##### Sección de texto
TERCERA PÁGINA

San Silvestre, el santo de la Nochevieja

Fue el primer papa que hubo de contemporizar el poder divino con el terrenal

Luis Negro Marco

Luis Negro Marco

Hubieron de pasar tres siglos para que la religión cristiana fuera bien vista por los emperadores de Roma. Ellos mismos reinaban arrogándose la condición de dioses, gobernando a un pueblo tan mayoritariamente inculto como pagano, fiada su vida y su alma a supersticiones y divinidades originarias de Oriente y de la Grecia clásica.

Por ello, los primeros cristianos se vieron obligados a rezar bajo tierra (en las catacumbas) y con harta frecuencia perecieron como mártires en el vasto Imperio de Roma, siendo arrojados a los leones en los anfiteatros y torturados y asesinados por los soldados imperiales.
##########
##### Entradas de datos
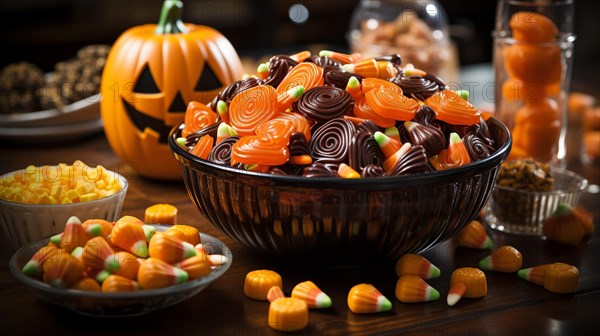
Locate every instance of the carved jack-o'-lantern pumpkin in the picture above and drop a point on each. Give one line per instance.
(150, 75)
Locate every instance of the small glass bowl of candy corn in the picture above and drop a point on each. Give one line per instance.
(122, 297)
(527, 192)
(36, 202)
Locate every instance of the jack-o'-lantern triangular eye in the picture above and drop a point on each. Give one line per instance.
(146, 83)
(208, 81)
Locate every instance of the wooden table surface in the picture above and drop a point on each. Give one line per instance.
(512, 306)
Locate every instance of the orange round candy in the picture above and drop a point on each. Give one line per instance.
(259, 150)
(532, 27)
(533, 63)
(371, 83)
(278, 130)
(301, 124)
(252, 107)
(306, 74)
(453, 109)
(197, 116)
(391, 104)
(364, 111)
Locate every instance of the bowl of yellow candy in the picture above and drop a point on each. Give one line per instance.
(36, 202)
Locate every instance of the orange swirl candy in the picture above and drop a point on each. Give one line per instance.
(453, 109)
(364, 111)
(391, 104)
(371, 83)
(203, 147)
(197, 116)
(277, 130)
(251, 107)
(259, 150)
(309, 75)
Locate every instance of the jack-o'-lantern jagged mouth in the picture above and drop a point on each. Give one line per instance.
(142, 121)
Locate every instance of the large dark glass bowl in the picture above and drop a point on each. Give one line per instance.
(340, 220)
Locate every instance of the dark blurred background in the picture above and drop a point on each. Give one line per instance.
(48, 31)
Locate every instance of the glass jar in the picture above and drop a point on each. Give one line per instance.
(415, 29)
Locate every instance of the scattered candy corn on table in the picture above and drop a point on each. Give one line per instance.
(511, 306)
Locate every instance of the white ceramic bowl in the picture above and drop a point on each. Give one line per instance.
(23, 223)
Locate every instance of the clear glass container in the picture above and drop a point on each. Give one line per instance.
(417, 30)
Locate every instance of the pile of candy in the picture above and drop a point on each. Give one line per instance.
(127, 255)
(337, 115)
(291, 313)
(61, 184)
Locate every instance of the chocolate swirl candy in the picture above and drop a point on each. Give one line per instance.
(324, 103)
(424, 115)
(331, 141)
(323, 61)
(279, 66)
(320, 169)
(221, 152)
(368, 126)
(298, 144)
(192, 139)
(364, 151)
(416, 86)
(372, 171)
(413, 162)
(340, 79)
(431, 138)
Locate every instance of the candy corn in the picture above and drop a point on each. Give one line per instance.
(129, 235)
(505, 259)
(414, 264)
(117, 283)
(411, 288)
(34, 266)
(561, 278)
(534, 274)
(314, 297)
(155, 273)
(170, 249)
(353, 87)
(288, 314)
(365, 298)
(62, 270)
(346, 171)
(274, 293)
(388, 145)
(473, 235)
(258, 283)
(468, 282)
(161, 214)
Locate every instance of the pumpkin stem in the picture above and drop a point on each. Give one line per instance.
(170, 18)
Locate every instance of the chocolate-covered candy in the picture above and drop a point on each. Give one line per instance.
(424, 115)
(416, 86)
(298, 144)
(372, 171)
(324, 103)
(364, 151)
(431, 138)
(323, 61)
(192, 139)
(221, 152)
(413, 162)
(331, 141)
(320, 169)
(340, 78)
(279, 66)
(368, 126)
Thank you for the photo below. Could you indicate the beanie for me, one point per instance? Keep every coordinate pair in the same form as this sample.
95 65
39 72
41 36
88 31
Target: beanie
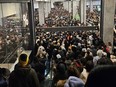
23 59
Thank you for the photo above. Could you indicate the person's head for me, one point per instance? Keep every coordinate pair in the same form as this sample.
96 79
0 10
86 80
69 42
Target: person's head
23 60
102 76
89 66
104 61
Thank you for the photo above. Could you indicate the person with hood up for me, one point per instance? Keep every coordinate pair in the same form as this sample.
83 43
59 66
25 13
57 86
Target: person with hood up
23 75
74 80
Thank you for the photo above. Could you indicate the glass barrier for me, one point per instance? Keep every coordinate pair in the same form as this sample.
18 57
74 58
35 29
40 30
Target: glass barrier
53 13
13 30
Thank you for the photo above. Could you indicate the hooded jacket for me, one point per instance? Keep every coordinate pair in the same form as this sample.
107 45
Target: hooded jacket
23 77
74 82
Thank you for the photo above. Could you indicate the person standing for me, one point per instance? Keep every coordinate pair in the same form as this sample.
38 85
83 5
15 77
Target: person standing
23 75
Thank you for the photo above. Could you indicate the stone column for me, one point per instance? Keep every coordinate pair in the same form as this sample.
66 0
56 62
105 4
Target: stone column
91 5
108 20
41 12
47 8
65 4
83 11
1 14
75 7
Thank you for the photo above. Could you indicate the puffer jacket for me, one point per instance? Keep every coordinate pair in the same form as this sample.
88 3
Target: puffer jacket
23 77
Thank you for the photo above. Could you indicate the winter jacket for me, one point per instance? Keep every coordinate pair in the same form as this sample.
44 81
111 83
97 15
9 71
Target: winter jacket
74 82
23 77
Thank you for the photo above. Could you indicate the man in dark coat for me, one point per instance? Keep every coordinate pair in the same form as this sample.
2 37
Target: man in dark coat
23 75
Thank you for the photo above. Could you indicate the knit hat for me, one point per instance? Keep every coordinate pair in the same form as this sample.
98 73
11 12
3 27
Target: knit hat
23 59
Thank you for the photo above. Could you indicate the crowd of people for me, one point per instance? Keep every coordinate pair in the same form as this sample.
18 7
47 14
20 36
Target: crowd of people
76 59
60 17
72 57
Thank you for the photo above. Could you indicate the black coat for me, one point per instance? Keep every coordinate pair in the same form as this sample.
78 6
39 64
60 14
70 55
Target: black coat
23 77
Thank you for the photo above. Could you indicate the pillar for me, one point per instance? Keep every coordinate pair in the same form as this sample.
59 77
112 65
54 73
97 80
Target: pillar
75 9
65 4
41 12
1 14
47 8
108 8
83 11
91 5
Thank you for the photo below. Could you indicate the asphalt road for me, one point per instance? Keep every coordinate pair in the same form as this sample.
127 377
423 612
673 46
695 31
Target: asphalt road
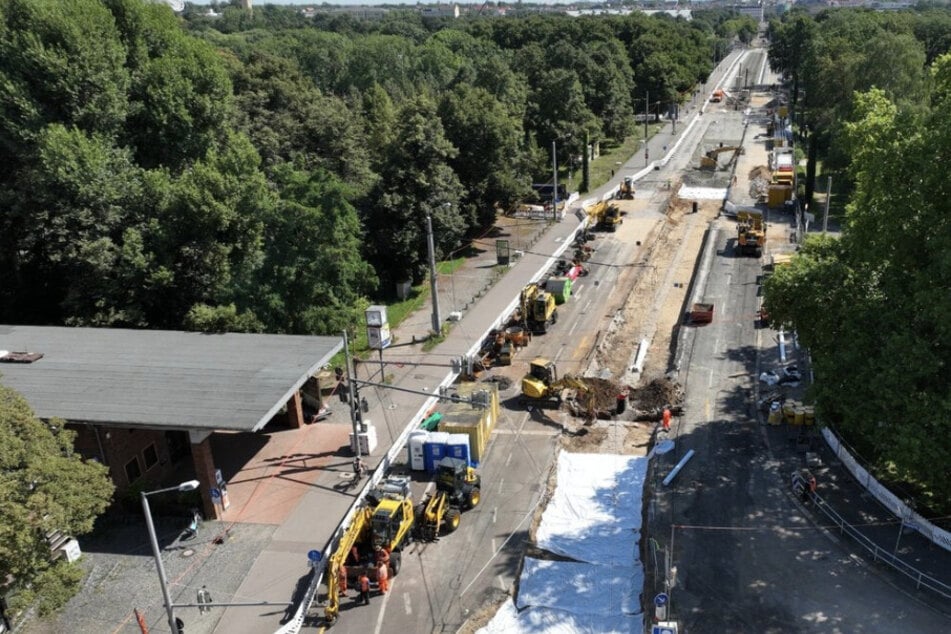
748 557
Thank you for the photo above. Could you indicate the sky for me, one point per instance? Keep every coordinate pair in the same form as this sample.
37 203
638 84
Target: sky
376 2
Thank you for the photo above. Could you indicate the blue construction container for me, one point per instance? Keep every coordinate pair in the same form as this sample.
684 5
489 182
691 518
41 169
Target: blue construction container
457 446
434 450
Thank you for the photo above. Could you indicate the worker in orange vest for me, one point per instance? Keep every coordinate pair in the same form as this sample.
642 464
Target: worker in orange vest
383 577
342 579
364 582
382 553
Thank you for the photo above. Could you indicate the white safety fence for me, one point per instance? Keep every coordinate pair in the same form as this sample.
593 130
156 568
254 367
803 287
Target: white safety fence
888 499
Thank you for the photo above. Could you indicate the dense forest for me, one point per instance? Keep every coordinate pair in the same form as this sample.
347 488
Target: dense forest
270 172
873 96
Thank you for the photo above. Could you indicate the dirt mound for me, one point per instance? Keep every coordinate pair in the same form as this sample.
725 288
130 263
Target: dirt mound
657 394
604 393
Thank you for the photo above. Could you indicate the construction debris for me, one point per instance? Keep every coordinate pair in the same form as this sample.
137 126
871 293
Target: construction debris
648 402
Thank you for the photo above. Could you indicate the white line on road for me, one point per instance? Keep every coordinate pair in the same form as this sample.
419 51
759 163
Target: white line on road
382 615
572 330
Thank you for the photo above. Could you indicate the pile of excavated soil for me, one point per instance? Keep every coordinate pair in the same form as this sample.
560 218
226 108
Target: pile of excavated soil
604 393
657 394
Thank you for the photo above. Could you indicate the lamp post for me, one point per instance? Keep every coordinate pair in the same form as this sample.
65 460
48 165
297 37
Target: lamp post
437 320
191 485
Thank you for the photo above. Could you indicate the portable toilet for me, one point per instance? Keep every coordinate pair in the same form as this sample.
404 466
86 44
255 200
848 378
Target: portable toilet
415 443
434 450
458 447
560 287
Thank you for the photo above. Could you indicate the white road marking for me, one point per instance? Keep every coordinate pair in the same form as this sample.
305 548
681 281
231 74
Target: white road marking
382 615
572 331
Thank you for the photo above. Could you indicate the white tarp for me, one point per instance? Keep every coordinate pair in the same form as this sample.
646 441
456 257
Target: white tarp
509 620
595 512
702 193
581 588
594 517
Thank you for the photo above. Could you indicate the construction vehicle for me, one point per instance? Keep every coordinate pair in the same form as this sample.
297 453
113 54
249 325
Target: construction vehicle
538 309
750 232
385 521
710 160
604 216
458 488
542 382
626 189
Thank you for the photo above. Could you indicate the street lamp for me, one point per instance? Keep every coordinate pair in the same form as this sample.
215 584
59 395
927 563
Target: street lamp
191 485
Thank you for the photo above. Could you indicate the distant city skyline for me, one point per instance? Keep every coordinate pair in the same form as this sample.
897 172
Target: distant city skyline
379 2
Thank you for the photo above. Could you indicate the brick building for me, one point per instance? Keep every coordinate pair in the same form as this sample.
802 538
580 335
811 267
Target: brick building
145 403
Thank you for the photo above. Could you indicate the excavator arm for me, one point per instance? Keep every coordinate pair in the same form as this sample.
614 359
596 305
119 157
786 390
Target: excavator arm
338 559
##########
● Problema planteado
Responde según el texto sobre San Silvestre:
1. ¿Cuántos siglos tuvieron que pasar para que los emperadores de Roma vieran bien la religión cristiana?
2. ¿De dónde eran originarias las supersticiones y divinidades a las que el pueblo fiaba su vida y su alma?
3. ¿Dónde se vieron obligados a rezar los primeros cristianos?

● Respuesta escrita
1. Tres siglos.
2. De Oriente y de la Grecia clásica.
3. Bajo tierra, en las catacumbas.